There are other added bonuses with this suite. The individual components support RSA SecurID and RSA Single Sign On. You can bypass individuals or groups as needed, so they won't face the same enforced rules regarding attachments, navigation events or session timers. The rules within the individual components are completely configurable; you can add new rules as needed. So, say you have one group for which you want to impose a limit of 2MB per attachment and another group that should be limited to 5MB. With the OWA Suite, this is easy to do.

There were a couple of problems with the suite, but it's important to note that they were not necessarily due to the way the software has been coded.

Every change you make to the configuration for any of the components requires either a 15-minute wait for the settings to refresh or a restart of the World Wide Web Publishing service. However, I can't actually picture a scenario in which an IT pro working with Exchange would regularly need to make ad hoc changes to the configurations. The majority of configurations would be performed at the initial install, with additional configurations performed at a scheduled time where users would not notice that the OWA site is temporarily unavailable. In addition to this, most organizations have a load-balanced or clustered OWA infrastructure, so having one server down for less than a minute would not cause a problem.

One feature I'd like to see would be better Active Directory integration when using the bypass option. Although it's easy to type in a group or user name, it's always nice to be able to browse the AD tree and select multiple users or groups in one move. In an environment with multiple OWA servers, this could be slightly annoying if it were not for the option to export the settings from all of the components. That option makes subsequent set up a simple matter of exporting the settings from one server, installing the component and importing the .ZIP file into the next server.

(Entries pointing to named objects)
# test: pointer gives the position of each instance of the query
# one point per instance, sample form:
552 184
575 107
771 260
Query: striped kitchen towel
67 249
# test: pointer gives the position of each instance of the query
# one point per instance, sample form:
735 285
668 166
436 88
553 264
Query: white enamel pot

WHAT YOU ARE ASKED TO DO
Write the next part of the OWA Suite review, starting after its final sentence.

SOLVED EXERCISE
There's a time trade-off with the AttachView component. As the documents are rendered on the server, the resulting screen takes slightly longer to reach the user, though this is a matter of a few seconds. Also, I was testing within a virtualized environment. Nevertheless, waiting a few seconds with the knowledge that my data is safe is not a problem for me in the least. Security restrictions always have a time cost; Messageware's product keeps that cost to a respectable minimum.

Installation: 20%
Features: 20%
Ease of Use: 20%
Administration: 20%
Documentation: 20%
Overall Rating:

Key: 1: Virtually inoperable or nonexistent  5: Average, performs adequately   10: Exceptional

The final issue was the matter of IIS7 compression. I can't help but feel that Messageware should have been aware of this earlier. To its credit, the company did work tirelessly to get this working for me, and if I were a paying customer I'd be very pleased to know that the tech support guys are hardworking. But finding the root cause of the problem more quickly would have been preferable.

On the other hand, pointing the finger solely at Messageware would be hugely unfair. I trawled through numerous pages on search engines looking at "changes in IIS7," trying to find one instance where a document states that compression is turned on by default, and I can't find a single one. If readers can find an article introducing the changes in IIS7 and confirming this, I'd be pleased to know about it. At any rate, Messageware is now very aware of this particular issue, and it should not trip anyone else up in the future.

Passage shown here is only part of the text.